(Task details):
All lines holding the word "brown" are to be copied from the records beneath.

(Entries provided):
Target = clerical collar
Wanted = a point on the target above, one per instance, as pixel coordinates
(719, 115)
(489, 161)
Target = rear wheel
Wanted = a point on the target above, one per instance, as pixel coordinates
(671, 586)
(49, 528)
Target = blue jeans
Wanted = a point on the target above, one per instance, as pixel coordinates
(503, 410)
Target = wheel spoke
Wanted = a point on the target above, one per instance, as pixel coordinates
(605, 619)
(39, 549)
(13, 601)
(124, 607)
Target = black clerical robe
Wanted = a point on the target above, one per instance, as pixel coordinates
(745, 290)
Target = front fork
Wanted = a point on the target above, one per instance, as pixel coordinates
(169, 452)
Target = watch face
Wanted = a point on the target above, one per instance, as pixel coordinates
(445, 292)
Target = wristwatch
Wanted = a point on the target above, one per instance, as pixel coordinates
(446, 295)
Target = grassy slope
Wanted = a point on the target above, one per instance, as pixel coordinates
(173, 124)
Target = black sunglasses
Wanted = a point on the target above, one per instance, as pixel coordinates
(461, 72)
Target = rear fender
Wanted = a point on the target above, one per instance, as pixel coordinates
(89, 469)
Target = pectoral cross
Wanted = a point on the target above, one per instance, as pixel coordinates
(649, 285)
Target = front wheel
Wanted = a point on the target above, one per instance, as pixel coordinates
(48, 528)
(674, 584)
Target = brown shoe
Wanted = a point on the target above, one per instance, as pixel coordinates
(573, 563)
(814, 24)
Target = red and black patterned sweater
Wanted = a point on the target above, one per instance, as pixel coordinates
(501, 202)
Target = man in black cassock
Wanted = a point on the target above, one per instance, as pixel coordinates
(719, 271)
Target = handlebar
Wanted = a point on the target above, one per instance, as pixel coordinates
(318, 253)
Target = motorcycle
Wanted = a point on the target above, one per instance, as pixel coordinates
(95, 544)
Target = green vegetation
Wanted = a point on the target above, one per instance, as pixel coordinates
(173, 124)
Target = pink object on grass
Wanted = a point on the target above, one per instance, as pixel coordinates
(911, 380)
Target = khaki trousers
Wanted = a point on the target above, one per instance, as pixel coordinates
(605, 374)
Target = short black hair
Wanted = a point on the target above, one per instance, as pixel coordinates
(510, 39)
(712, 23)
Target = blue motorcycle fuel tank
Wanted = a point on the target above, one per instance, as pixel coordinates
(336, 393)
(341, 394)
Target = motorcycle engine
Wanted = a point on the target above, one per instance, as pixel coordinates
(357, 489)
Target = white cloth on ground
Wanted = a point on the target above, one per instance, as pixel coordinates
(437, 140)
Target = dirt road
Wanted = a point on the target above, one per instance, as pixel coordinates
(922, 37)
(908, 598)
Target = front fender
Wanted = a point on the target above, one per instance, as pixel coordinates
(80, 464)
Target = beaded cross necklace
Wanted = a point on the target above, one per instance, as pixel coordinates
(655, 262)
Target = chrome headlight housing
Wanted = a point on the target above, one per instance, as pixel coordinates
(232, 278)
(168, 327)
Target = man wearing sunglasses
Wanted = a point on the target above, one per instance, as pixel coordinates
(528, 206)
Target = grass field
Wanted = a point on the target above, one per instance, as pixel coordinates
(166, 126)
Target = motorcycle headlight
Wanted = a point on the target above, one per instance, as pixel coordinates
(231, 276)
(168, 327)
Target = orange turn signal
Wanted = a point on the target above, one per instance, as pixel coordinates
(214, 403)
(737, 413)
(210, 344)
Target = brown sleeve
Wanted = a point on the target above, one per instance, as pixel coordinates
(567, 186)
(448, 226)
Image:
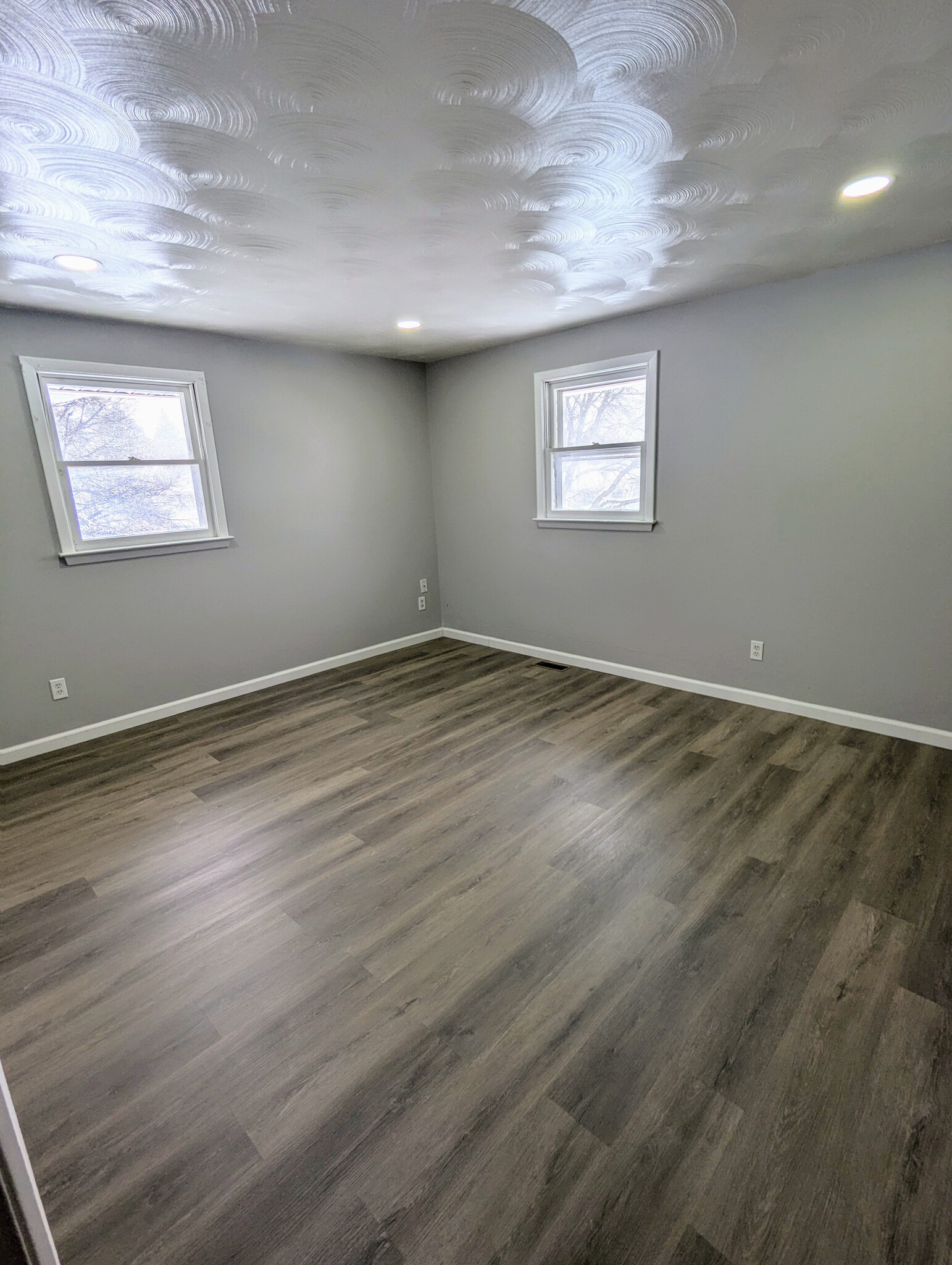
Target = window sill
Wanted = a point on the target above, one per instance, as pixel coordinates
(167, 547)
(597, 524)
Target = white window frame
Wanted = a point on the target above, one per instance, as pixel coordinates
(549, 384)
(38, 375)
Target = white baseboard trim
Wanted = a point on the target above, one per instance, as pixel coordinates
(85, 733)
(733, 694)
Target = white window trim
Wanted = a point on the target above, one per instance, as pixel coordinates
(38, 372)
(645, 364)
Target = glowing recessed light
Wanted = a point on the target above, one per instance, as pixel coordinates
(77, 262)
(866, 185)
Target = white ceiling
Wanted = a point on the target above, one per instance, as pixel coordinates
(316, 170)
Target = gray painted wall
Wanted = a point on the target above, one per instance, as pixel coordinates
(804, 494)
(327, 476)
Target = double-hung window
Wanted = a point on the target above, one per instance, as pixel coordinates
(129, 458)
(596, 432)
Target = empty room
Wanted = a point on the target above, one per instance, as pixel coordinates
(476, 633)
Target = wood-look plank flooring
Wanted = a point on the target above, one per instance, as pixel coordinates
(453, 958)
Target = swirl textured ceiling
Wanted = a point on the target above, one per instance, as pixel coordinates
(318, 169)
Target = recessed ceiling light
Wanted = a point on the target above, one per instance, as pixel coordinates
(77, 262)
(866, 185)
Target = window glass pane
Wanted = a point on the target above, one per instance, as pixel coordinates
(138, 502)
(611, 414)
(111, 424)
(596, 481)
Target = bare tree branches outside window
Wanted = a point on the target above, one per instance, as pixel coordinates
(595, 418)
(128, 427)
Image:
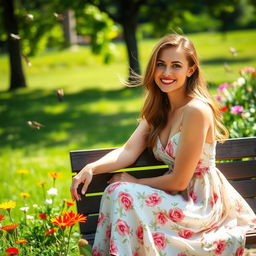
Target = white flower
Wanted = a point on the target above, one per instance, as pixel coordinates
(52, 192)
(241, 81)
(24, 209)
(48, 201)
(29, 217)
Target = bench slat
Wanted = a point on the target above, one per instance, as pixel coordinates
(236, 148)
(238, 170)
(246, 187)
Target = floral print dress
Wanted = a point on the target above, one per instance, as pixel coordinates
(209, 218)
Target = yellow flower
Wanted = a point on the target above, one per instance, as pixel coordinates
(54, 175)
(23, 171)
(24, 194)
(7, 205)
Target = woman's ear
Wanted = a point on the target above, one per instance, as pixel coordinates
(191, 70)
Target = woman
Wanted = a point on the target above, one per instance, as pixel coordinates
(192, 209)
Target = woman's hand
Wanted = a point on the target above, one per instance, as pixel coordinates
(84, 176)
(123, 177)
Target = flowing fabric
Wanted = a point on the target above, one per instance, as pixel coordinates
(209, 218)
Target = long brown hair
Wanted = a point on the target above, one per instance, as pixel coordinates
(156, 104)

(Output for this task):
Target = brown shoe
Target = brown sleeve
Target = long brown hair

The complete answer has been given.